* Given task *
Swap "vegetation" for "foliage" in the lines of the records below that run from the line holding "form [(703, 110)]." through the line holding "[(55, 412)]", inclusive, leaving everything else unchanged. Return only those lines.

* Supplied material *
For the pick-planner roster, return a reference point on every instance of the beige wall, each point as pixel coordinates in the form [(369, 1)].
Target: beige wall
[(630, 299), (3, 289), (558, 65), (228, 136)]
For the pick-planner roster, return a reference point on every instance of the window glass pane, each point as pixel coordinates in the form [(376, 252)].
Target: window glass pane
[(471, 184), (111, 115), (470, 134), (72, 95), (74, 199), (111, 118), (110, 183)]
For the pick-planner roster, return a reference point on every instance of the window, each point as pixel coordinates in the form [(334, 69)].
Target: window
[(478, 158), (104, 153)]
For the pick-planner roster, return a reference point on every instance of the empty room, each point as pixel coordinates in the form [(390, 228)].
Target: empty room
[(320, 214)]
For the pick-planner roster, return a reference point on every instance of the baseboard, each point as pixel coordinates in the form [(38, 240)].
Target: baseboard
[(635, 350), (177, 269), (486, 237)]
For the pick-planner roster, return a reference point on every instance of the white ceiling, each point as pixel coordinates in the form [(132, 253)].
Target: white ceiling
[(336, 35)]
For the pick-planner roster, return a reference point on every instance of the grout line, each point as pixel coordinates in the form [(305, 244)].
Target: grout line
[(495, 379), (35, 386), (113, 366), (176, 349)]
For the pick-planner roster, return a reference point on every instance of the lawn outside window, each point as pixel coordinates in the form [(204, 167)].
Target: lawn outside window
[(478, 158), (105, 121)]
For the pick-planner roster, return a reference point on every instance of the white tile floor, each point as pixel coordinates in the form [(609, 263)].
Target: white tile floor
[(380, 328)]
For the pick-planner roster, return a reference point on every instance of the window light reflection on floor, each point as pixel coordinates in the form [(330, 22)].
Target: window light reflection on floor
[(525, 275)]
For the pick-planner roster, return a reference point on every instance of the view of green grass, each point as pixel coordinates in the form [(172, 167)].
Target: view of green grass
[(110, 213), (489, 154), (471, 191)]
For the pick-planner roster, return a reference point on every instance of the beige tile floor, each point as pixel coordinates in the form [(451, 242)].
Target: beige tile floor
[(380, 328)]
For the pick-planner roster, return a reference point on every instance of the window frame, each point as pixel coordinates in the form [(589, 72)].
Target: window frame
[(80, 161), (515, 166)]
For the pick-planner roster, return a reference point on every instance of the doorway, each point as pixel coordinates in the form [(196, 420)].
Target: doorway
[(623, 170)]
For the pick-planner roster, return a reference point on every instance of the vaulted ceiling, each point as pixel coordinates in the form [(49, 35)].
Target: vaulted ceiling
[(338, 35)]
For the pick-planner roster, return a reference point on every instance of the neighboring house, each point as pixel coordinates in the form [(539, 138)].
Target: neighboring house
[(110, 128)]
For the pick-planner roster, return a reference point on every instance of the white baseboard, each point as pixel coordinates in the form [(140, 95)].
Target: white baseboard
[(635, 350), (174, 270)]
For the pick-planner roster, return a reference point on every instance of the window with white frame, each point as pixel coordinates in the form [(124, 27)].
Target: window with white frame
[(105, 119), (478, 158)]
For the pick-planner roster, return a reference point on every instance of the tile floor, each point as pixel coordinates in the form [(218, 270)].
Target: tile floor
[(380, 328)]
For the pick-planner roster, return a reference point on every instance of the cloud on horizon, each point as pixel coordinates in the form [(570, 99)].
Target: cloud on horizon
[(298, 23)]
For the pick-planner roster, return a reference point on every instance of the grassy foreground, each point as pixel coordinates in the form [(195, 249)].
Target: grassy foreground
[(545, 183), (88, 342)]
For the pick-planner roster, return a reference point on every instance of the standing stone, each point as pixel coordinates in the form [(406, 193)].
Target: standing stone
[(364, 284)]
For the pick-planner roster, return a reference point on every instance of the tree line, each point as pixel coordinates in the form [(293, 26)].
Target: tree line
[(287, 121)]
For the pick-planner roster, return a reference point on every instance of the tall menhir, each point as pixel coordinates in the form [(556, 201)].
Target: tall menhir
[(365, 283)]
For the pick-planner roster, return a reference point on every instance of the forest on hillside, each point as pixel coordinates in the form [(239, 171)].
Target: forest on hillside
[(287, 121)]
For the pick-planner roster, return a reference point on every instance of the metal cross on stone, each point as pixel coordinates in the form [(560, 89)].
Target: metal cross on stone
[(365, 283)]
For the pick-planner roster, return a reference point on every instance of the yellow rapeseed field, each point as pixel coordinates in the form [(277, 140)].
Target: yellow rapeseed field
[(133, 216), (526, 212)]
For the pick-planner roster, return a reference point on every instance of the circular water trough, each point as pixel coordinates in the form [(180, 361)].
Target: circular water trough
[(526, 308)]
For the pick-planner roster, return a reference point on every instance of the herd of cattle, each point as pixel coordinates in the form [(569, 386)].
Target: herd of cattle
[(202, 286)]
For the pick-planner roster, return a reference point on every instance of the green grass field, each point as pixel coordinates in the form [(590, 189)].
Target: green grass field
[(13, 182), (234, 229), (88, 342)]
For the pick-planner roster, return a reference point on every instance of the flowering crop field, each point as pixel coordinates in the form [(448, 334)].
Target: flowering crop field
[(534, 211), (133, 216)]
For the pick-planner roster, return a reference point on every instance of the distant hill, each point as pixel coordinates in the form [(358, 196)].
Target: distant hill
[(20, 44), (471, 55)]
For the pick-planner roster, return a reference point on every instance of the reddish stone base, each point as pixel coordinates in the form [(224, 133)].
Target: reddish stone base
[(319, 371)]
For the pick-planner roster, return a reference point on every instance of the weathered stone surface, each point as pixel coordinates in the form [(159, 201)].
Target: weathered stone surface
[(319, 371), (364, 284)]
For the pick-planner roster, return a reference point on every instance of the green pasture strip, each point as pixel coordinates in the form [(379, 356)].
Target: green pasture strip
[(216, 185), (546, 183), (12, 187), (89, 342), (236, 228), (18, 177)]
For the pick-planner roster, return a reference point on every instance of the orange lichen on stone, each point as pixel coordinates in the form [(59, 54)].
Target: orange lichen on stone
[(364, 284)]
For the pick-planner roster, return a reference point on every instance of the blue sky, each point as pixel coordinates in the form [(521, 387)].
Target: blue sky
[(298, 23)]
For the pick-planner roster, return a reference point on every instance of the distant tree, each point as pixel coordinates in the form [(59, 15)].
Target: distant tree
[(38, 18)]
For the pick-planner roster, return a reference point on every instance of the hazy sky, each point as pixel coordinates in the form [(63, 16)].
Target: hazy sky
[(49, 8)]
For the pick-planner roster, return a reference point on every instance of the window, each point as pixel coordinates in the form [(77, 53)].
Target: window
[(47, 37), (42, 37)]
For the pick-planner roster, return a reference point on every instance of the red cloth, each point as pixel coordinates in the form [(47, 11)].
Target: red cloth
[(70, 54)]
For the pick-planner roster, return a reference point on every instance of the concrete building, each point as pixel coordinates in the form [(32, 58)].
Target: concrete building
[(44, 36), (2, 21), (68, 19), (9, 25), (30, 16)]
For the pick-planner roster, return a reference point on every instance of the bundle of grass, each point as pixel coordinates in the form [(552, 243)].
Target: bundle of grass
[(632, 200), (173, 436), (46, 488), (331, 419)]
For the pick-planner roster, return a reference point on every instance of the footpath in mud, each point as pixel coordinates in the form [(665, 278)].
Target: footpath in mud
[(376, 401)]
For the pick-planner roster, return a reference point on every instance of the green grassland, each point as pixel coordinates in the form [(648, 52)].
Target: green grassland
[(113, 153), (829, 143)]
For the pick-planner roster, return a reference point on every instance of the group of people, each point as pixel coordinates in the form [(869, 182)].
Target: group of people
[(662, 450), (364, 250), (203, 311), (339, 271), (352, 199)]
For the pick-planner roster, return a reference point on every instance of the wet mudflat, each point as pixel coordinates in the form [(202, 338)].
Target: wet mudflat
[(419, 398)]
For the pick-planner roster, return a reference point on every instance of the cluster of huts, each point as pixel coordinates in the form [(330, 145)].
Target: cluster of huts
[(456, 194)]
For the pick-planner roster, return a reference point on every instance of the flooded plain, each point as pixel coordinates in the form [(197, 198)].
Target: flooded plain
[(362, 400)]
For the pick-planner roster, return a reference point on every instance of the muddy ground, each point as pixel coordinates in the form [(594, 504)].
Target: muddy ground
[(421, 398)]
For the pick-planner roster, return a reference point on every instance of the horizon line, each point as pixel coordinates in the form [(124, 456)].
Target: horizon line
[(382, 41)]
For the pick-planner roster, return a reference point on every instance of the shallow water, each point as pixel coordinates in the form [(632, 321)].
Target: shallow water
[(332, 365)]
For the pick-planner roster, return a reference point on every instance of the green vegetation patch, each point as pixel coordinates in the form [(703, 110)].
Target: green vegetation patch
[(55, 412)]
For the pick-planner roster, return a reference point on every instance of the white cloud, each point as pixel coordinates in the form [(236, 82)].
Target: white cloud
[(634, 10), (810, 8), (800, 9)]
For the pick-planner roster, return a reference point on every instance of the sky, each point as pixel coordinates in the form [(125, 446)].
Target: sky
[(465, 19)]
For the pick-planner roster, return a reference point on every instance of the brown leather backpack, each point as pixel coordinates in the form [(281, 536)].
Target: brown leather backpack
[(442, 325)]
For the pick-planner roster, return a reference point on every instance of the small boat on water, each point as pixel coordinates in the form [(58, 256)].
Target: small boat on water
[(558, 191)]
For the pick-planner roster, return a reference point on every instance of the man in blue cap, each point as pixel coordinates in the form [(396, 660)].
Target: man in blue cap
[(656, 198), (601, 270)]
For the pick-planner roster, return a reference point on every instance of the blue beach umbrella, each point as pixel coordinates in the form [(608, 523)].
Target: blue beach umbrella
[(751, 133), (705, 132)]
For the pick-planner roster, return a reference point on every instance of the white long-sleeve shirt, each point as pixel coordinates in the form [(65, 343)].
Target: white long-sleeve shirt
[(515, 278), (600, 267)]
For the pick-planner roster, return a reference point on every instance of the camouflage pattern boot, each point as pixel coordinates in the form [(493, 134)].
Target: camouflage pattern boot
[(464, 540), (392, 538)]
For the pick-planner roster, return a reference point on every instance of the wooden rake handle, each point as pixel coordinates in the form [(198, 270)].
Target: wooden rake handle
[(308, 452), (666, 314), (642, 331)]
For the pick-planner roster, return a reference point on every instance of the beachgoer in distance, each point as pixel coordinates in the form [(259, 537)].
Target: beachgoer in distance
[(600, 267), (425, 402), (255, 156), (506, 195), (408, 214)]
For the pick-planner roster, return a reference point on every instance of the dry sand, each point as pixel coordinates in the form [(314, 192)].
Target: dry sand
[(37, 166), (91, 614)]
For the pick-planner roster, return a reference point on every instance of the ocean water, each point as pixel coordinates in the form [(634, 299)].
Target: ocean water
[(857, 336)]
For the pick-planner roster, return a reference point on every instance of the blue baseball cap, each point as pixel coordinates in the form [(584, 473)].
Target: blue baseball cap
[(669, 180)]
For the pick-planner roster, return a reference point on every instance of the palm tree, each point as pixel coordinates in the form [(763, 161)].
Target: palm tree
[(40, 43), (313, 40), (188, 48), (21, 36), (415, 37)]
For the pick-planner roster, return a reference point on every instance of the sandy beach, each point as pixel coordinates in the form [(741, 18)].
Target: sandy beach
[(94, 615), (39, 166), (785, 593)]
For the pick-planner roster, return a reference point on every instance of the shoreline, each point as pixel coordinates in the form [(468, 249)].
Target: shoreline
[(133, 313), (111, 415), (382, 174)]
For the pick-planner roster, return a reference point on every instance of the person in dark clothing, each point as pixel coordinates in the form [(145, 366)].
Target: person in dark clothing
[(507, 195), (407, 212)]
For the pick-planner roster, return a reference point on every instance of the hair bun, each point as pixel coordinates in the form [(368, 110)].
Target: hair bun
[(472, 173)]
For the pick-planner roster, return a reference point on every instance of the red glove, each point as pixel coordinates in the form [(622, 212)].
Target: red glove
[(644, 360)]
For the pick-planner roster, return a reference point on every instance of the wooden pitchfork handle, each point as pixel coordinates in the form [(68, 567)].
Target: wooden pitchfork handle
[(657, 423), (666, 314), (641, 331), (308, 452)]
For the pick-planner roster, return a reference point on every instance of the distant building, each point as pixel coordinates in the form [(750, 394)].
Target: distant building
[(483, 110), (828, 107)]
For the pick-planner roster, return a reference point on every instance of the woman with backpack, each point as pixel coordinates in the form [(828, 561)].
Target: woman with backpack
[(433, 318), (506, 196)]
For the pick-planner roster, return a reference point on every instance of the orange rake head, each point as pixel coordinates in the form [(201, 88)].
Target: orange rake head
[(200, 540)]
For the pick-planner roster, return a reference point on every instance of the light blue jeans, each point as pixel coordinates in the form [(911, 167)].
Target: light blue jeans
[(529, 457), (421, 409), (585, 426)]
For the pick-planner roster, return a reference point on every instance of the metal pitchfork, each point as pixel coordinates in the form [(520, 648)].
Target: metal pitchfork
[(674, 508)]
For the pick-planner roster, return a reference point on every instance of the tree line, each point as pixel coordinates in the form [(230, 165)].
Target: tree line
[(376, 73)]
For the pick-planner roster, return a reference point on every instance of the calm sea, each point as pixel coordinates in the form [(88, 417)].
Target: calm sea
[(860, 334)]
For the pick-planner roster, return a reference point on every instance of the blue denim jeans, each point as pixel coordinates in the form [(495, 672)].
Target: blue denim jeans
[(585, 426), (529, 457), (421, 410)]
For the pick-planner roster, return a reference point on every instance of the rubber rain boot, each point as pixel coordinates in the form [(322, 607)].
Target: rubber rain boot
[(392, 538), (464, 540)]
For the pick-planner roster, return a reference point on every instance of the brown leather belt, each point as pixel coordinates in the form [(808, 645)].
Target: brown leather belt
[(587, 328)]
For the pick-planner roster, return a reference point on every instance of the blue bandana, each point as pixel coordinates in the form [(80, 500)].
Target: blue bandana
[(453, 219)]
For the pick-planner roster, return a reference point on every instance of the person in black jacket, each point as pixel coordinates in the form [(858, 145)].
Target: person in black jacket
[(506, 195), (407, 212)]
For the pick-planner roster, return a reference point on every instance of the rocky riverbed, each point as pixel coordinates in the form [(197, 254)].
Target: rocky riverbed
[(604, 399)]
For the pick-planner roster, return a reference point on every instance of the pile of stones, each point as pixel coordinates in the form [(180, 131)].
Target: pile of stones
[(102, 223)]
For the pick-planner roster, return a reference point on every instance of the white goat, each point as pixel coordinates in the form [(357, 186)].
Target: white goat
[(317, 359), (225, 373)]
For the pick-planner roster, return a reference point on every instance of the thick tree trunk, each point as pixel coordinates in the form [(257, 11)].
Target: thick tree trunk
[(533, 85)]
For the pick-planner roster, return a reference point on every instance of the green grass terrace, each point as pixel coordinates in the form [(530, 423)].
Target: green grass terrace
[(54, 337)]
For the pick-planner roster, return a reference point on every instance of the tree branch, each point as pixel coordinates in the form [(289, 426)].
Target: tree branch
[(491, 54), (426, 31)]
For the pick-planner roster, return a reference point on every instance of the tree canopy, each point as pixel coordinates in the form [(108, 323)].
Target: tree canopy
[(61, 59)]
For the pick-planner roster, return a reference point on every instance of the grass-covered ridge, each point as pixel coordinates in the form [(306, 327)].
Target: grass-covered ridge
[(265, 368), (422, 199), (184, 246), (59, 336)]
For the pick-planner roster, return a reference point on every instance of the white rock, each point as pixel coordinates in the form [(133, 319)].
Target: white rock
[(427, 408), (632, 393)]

* Solution to the problem *
For the pick-planner roster, return a reference point on every instance of the green foliage patch, each point as pixel coordinates in the form [(703, 110)].
Target: green foliage patch
[(55, 412)]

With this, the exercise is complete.